---------- Fragmento de origen ----------

Papi, ¿Qué es la economía?

Con esta pregunta me llegó a la silla mi hija, un domingo en la tarde cuando apenas tenía 10 años. Tomé impulso y le repliqué: mejor hagamos algo, voy a aprovechar que también quiero organizar mis ideas y te voy a dar la respuesta por escrito ¿Te parece?

Ella aceptó la oferta y yo acepté el chance.

Así lo hicimos. Afanado me puse a escribir un cuento esa misma tarde y logré un texto que he ido modificando y añadiéndole cosas, de a poquito y con gusto, tratando siempre de utilizar un lenguaje para esos 10 lindos añitos. Al día siguiente le entregué la primera versión. Cumplí mi compromiso.

Lo que tengo a la fecha lo estoy separando en cuatro partes que iré poniendo en secuencia, una por semana (lo prometo). Comienzo con la primera, y espero que les guste tanto como lo que le gustó a ella.


Papi, ¿Qué es la economía? (primera parte)

Caramba, la verdad es que a esta hora nos queda como largo para explicártelo. Vamos a hacer algo, te lo voy a contar de a poquito, para que te duermas. Escucha con atención. Vamos a imaginarnos una historia...

Ese día amaneció. Nuestro amigo se estrujó los ojos y se desesperezó, estaba acostumbrado a hacerlo cada día, durante todos los días de su vida. A su lado estaban sus compañeros de tribu, su familia. Había aprendido junto con ellos que viviendo en comunidad, eran más efectivas las faenas de alimentación y la defensa del ataque permanente de los otros animales de su ambiente. Además, la crianza de los pequeños era compartida por todas las mujeres de la comunidad, mientras que él, junto con los otros hombres, cazaban y procuraban alimentos para todos.

Su vida consistía en ir tomando los recursos que la generosa naturaleza ponía a su disposición, era la divina providencia. Entendieron también que los recursos se iban agotando y, por esta razón, tenían que desplazarse continuamente en la búsqueda de nuevas fuentes con las que pudieran satisfacer sus necesidades. Por eso eran nómadas. Una vez que se desplazaban a otro sitio en busca de más alimentos, la sabia naturaleza se encargaba de recomponer y recuperar el sitio que abandonaban, de tal forma que, cuando eventualmente regresaran a un lugar antes abandonado, estaría de nuevo listo y recuperado para alimentarlos como siempre había ocurrido. Juntos, la comunidad y la naturaleza, formaban parte de un equilibrio en el que vivían y se movían.

---------- Contenido del conjunto ----------

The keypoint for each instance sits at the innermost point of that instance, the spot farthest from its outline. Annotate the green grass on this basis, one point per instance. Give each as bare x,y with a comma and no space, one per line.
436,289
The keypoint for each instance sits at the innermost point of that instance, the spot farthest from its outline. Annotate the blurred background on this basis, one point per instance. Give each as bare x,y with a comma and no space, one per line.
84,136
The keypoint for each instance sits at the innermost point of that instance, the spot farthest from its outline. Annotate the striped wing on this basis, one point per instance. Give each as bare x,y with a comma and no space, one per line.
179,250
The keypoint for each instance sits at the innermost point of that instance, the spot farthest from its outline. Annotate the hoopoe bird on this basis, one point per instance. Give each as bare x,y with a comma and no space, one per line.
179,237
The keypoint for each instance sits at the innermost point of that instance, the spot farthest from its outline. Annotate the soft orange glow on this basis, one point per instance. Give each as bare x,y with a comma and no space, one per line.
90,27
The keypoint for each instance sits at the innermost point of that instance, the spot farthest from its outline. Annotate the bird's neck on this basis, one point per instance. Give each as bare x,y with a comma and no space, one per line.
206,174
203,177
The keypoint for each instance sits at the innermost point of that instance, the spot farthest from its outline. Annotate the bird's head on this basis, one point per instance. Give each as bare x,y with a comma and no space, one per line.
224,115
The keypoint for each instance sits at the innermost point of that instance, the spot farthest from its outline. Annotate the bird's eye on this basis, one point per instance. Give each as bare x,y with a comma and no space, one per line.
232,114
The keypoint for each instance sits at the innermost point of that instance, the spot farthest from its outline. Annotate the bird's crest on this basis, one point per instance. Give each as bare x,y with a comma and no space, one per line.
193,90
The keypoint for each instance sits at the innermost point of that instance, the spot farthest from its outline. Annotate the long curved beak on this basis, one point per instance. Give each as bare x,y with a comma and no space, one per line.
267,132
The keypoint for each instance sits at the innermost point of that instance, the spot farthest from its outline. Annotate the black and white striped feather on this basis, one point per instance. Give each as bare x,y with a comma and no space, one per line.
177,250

----------

**Qué harás**
- 1) Imprime el pasaje del texto sobre la economía que empieza en "Lo que tengo" y termina en "gustó a ella.".
- 2) En una a tres oraciones, explica por qué la tribu era nómada según el texto sobre la economía.
- 3) De acuerdo con el texto sobre la economía, ¿cuántos años tenía la hija cuando hizo la pregunta?

**Respuestas por tarea**
- 1)
Lo que tengo a la fecha lo estoy separando en cuatro partes que iré poniendo en secuencia, una por semana (lo prometo). Comienzo con la primera, y espero que les guste tanto como lo que le gustó a ella.

- 2) La tribu era nómada porque los recursos que tomaba de la naturaleza se iban agotando. Por esa razón tenía que desplazarse continuamente en busca de nuevas fuentes con las que satisfacer sus necesidades.

- 3) Apenas tenía 10 años.